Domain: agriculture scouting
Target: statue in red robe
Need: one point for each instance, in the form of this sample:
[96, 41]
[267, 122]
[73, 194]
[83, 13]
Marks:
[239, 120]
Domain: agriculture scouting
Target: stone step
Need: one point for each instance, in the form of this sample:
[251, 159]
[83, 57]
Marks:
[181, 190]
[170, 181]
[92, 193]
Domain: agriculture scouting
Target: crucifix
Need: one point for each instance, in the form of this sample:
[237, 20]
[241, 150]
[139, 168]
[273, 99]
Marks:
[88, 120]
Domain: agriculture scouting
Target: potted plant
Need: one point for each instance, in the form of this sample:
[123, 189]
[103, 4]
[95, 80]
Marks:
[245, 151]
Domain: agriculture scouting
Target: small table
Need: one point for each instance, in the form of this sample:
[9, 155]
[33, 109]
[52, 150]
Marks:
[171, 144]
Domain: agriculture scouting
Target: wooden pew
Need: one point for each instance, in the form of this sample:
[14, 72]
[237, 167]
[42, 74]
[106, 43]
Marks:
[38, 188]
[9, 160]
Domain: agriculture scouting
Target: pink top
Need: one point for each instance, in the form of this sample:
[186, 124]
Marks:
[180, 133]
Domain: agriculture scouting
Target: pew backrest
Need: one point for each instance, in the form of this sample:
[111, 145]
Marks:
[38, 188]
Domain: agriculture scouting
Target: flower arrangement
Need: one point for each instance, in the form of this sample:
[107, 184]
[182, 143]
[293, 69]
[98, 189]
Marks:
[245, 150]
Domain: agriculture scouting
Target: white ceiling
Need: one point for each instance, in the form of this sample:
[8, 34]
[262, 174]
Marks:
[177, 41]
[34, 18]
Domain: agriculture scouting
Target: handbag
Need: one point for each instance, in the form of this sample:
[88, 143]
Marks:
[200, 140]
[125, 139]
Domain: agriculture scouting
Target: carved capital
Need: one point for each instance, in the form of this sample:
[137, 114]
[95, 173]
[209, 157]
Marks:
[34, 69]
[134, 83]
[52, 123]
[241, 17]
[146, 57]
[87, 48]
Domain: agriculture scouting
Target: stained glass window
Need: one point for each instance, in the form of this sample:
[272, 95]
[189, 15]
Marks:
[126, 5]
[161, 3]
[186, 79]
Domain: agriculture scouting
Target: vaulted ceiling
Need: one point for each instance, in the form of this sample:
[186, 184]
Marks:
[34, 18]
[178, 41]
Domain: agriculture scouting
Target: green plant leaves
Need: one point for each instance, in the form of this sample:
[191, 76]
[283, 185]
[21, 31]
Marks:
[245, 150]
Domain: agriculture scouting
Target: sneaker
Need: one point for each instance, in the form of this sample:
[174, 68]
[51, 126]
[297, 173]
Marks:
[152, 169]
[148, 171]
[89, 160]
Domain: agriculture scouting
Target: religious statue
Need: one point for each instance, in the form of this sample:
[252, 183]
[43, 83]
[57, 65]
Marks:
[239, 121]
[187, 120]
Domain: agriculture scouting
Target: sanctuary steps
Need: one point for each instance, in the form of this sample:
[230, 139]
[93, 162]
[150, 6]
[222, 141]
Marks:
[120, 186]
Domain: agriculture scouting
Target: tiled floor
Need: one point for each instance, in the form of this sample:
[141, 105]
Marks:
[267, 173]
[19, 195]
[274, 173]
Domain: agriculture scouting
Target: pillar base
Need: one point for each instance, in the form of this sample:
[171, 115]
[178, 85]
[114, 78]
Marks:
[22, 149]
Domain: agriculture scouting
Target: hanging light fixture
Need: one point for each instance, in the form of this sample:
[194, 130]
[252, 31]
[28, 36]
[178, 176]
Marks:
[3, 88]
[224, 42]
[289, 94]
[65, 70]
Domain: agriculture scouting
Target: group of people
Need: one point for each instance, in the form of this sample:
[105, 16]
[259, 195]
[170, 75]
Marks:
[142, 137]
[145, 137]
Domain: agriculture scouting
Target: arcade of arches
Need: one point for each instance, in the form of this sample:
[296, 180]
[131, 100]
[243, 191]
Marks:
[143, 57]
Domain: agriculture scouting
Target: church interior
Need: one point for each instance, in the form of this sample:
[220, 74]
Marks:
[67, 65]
-*-*-
#### [What the exercise asks]
Repeat the entries above exactly, leaving nothing out.

#### [Exercise result]
Domain: agriculture scouting
Target: statue in red robe
Need: one point for each instance, in the form of this sample:
[96, 41]
[267, 122]
[73, 194]
[83, 13]
Marks:
[239, 120]
Domain: agriculture scouting
Target: stone step
Need: one point for each instance, in the form of this sample:
[251, 159]
[83, 57]
Marks:
[181, 190]
[170, 181]
[92, 193]
Domain: agriculture scouting
Target: crucifix
Need: one point for each instance, in the form of this sample:
[237, 20]
[241, 150]
[139, 168]
[273, 99]
Marks:
[88, 120]
Domain: agriculture scouting
Target: potted plant
Need: one point for each instance, in the form of this sample:
[123, 189]
[103, 4]
[95, 80]
Marks:
[245, 151]
Domain: agriculture scouting
Target: small table
Need: one point for each instance, in the form of this sample:
[9, 155]
[33, 109]
[52, 150]
Marks:
[171, 144]
Domain: agriculture scouting
Target: wooden pew
Need: one point for each instance, in the form of this sample:
[14, 72]
[237, 167]
[42, 74]
[106, 43]
Marks:
[38, 188]
[9, 160]
Domain: agriculture scouting
Target: pink top
Need: one point for each instance, in the form of this sample:
[186, 124]
Marks:
[180, 133]
Domain: agriculture scouting
Target: pew backrest
Need: one point for each instance, in the form of this sample:
[111, 145]
Marks:
[38, 188]
Domain: agriculture scouting
Target: flower arrangement
Need: one point for each instance, in the form of this sample:
[107, 184]
[182, 143]
[293, 69]
[98, 189]
Marks:
[245, 150]
Domain: agriculture scouting
Target: white ceiling
Need: one point for each instance, in the form of this sample:
[8, 34]
[262, 174]
Marks:
[177, 41]
[34, 18]
Domain: agriculture scouting
Target: handbag
Need: one point for each instance, in the form of this sample:
[88, 143]
Marks:
[200, 140]
[125, 139]
Domain: agriculture scouting
Target: carved capital
Need: one point for each instance, in the form of this sample:
[137, 114]
[95, 173]
[209, 157]
Marks:
[34, 69]
[134, 83]
[52, 123]
[241, 17]
[146, 57]
[87, 48]
Domain: agriculture scouting
Target: stained glass window
Need: one point for each instance, in the form of this sample:
[272, 95]
[189, 15]
Marks:
[126, 5]
[161, 3]
[186, 79]
Domain: agriculture scouting
Target: vaulted ceiling
Need: one point for each instance, in the form of this sample:
[186, 184]
Marks:
[34, 18]
[178, 41]
Domain: agriculture scouting
Target: green plant leaves
Need: one point for each instance, in the form of this sample:
[191, 76]
[283, 185]
[21, 31]
Marks:
[245, 150]
Domain: agriculture scouting
Target: sneaker
Need: one point for each instance, in the form of this sample:
[174, 68]
[51, 126]
[297, 173]
Marks:
[152, 169]
[148, 171]
[89, 160]
Domain: agriculture scouting
Target: religious statue
Need: one point for each instance, in the form of this sample:
[252, 183]
[43, 83]
[57, 65]
Marks:
[239, 121]
[187, 120]
Domain: agriculture scouting
Target: sanctuary steps
Need: one point for each instance, in the form of this sample:
[230, 139]
[93, 162]
[150, 6]
[222, 141]
Marks:
[120, 186]
Domain: agriculture scouting
Target: tiled floor
Need: one point for each instance, in the form of this sample:
[141, 105]
Marks:
[267, 173]
[19, 195]
[274, 173]
Domain: agriculture scouting
Target: pillar base
Need: one point for each instance, in the form of this sample:
[171, 115]
[178, 85]
[114, 78]
Marks:
[22, 149]
Domain: agriculture scouting
Target: hanging light fixture
Need: one point for each instance, in the form of this sample:
[194, 130]
[252, 31]
[28, 36]
[178, 176]
Marks:
[3, 88]
[224, 42]
[289, 94]
[65, 70]
Domain: agriculture scouting
Target: group of people
Need: one point for each instance, in the form of this sample:
[105, 16]
[259, 195]
[170, 75]
Marks:
[142, 137]
[145, 137]
Domain: agriculture scouting
Target: arcade of arches
Need: one point for each instance, in the form of this sample:
[296, 180]
[131, 100]
[243, 191]
Marks:
[143, 57]
Domain: agriculture scouting
Target: church interior
Need: one point for each instance, in the form of this sample:
[220, 74]
Marks:
[67, 65]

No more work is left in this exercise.